# TO-DO LIST
1. Do statements (a), (b) and (c) agree with the Acropolis passage below? For each, answer yes or no and quote the words of the passage that decide it.
(a) The top of the Acropolis has a surface area of about 300 acres.
(b) Poseidon's salt spring was considered good for drinking.
(c) When the Bronze Age ended, Athens was abandoned along with the other great ceremonial centers.
2. Answer these questions from the Acropolis passage below:
(a) What does the name "Acropolis" mean?
(b) Which king presided over the competition between Athena and Poseidon?
(c) What years does the passage give for the dark age in Greece?

# PASSAGE SHOWN
Thursday, July 15, 2010

The Acropolis

The Acropolis is a flat-topped rock shaped like a boat with narrow ends to the east and west and sheer cliffs on all sides.
The top, at an elevation of 490 feet, has a surface area of about 300 acres.
It was a place not only for the worship of the goddess Athena, but for other goddesses, gods and heroes.

The Acropolis, which means “high city,” was inhabited from an early time because it was so defensible.
It had only one way to the top, from the west end, and there was also a spring, deep in a cavern, which provided water. In the Bronze Age, from 1550 to 1200 BC, the culture was known as Mycenaean and there were a series of mythological kings that lived on the Acropolis. One of those kings, Erechtheus, was born from an attempt by Hephaestus to rape Athena. She eluded him and his semen fell on the ground, impregnating the earth god, Gaia. Erechtheus was born from the earth and raised by Athena. Another king, Menestheus, was a minor figure in Homer’s Iliad. Another, Cecrops, presided over the competition between Athena and Poseidon to be the patron deity of Athens. Each agreed they would give the Athenians one gift and that Cecrops would choose the gift the Athenians preferred. Poseidon struck the ground with his trident and a salt spring sprang up. This was not thought very useful as it was not good for drinking. Athena’s gift, which was accepted, was the first domesticated olive tree which provided the Athenians with wood, oil and food. Poseidon magnanimously granted his gift anyway, although its nature was initially misunderstood. It represented sea power which Athens used skillfully in the future.

During the late Bronze Age, the Acropolis had a Mycenaean megaron on top, used for feasts, worship, sacrifice and royal functions. The megaron was the predecessor of the classical Greek temple. There was also a circuit wall built which served as the main defense until the fifth century BC. The Bronze Age ended mysteriously, perhaps by an invasion of the Dorians combined with environmental factors. All of the great ceremonial centers and palaces of that age were abandoned, except for Athens.

Greece experienced a dark age from 1200 to 800 BC. There were no monumental stone buildings built and very little is known about the period. During the archaic period, from 800 to 510 BC, written language was reintroduced, there were the beginnings of philosophy, theater and poetry and the rise of the polis. It also saw the development of a new authority structure based on clans and the phasing out of kings. Each clan, or family, had a sanctuary on their own spot on the Acropolis, each with an altar, a priest or priestess from that family, their own god, goddess or hero, and young followers to defend it. Worship of the gods was divided among the clans.

# DATASET SECTION

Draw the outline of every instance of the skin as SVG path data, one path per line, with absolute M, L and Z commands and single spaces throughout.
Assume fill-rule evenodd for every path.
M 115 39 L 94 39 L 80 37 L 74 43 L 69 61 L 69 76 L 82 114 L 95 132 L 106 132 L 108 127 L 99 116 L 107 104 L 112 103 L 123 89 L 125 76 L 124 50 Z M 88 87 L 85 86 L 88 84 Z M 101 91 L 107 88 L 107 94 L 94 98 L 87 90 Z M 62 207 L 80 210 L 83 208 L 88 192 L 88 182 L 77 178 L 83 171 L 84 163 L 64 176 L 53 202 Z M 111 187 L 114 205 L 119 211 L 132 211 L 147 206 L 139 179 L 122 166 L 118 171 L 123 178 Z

# REPLIES
1.
(a) Yes: "has a surface area of about 300 acres."
(b) No: "This was not thought very useful as it was not good for drinking."
(c) No: "All of the great ceremonial centers and palaces of that age were abandoned, except for Athens."

2.
(a) "High city."
(b) Cecrops.
(c) 1200 to 800 BC.